◆ Source text:
Thursday 18 February 2016

The Return of the Giant Hogweed - a Faceless Dread

Many foul creatures have disturbed the rest of humans. Fenris wolf; the sea-monster Rahab; Daleks; the Wild Hunt (featuring Gabble Ratchetts); and the demoness Lilith. And then there's.....

"Beware - Giant Hogweed in this area"
Heracleum mantegazzianum - what a wonder that thing is. Tall, stately umbelliferous bracts. If you know what "umbelliferous" means, you've got more chance of spotting it than the poor, innocent Tauntonians who saw this sign on the towpath last year.

The thing about putting up a sign saying "Beware - Giant Hogweed in this area" is - if you don't include a picture, what are people thinking they are bewaring?

◆ Problem:
Carry the giant hogweed post forward from its last sentence, keeping its wry tone.

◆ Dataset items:
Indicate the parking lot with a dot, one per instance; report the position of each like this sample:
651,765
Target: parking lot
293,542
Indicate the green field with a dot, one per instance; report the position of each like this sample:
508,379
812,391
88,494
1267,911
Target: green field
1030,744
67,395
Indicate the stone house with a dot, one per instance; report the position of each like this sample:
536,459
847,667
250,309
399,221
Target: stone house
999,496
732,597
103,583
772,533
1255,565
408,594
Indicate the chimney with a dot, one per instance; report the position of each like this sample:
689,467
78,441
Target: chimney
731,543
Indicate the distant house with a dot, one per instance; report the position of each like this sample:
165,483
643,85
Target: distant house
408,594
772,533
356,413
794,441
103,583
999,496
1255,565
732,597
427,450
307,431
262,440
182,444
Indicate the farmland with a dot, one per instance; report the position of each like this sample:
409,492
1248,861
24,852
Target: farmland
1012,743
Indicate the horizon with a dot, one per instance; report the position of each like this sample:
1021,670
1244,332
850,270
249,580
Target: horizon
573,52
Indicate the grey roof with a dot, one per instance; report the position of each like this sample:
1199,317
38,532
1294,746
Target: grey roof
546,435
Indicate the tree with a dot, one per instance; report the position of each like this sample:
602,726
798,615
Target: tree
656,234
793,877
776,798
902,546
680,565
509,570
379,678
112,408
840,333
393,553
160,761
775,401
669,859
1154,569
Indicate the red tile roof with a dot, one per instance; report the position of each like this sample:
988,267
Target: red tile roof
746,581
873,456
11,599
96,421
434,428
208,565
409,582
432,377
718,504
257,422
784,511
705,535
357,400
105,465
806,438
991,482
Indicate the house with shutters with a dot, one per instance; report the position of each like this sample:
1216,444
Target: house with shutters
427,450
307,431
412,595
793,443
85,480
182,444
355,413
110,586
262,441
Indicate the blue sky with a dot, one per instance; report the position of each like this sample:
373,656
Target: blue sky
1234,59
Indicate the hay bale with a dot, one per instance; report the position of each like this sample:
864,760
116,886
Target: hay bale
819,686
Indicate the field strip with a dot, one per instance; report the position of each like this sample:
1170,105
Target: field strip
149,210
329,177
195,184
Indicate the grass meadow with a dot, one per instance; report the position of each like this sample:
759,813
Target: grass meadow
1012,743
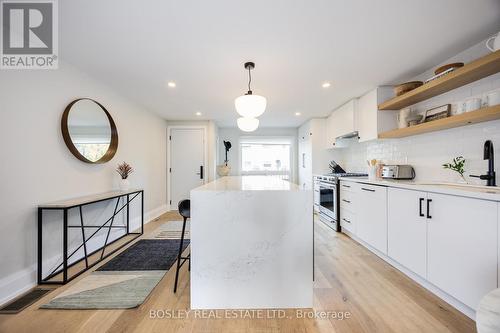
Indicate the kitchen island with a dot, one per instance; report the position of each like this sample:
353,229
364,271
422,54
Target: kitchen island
251,244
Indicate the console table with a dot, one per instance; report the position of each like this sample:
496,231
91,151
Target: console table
77,203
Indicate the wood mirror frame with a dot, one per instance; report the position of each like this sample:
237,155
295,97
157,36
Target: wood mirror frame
113,145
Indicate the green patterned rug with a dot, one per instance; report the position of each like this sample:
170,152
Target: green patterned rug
108,290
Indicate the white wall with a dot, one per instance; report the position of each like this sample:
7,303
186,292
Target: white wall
234,134
427,152
37,167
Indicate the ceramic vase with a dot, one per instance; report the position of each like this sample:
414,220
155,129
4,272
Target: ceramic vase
124,185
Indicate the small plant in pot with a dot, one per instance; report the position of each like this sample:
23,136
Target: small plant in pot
124,170
457,165
225,169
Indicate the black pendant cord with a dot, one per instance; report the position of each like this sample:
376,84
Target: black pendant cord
249,80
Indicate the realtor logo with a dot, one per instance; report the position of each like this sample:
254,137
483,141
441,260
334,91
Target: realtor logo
29,34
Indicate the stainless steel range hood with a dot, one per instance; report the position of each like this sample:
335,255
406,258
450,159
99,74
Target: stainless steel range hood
351,135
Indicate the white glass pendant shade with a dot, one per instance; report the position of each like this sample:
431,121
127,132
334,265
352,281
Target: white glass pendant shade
248,124
250,106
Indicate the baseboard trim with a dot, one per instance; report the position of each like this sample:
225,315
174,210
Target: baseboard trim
466,310
18,283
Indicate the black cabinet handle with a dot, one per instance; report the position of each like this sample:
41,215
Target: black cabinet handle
428,208
421,200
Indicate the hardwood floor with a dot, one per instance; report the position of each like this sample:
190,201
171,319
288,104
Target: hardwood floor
348,278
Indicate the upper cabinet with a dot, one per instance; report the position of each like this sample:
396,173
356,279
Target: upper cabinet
370,122
341,122
360,115
312,157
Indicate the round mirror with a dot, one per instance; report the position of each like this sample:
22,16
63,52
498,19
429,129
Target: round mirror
89,131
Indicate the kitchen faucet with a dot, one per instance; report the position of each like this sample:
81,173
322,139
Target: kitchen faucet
489,155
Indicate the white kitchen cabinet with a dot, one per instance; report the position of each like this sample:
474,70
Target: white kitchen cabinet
341,121
407,229
316,195
371,216
312,157
462,246
370,121
348,206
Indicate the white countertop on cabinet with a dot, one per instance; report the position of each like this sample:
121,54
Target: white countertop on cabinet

◆ Final result:
It's a common problem for Bertie Wooster - a "nameless dread". Normally in Bertie's case the problem is that there is a young, intelligent woman looking to mould him into something more suitable. But we have here, on the banks of the River Tone, a Faceless Dread. You and I. dear intelligent Reader, know what we have to look out for. Something like a giant species of what the people of the Beds and Northants countryside still occasionally call "ceck" - or cow parsley. But if you don't know what you're looking out for, you may decide the biggest thing on the river bank - a willow, perhaps, or ash tree - is the Giant Hogweed. And, bewaring as fast as you can, you run down towards some friendly-looking herbaceous perennials, just eight or nine feet high and....
Mighty Hogweed is avenged.
Human bodies soon will know our anger.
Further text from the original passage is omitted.